= STATED PROBLEM =
Collect every line of the material below that contains the word "post", with case counting.

*** TASK MATERIAL

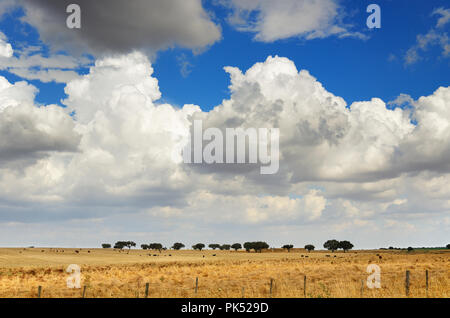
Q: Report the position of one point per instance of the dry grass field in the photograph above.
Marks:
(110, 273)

******
*** TASK MATERIAL

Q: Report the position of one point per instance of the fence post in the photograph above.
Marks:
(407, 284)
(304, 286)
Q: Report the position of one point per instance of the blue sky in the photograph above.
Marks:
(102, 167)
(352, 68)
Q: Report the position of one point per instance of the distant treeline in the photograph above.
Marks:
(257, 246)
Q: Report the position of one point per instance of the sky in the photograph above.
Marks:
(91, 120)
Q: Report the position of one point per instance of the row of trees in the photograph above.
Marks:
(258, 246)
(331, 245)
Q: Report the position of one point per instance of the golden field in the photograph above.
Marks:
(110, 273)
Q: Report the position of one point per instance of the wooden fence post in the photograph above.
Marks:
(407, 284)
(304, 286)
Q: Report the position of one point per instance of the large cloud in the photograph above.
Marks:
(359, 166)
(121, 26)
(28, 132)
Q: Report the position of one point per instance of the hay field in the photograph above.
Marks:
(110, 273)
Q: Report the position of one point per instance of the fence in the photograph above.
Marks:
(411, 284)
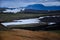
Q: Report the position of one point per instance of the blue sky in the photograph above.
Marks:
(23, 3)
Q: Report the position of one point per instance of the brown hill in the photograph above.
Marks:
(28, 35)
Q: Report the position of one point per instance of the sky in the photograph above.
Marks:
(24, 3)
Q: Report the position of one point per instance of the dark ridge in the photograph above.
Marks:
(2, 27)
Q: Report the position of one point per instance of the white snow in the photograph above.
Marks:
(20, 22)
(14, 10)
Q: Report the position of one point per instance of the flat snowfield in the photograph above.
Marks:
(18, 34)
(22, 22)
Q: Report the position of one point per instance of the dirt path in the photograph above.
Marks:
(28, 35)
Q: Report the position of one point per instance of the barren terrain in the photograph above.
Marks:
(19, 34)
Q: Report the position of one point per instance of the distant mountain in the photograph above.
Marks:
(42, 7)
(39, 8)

******

= THE OUTPUT =
Q: Report the position of one point per instance of the fence post in the photograph above.
Q: Report the position of one point per instance of the wooden fence post in the photograph above.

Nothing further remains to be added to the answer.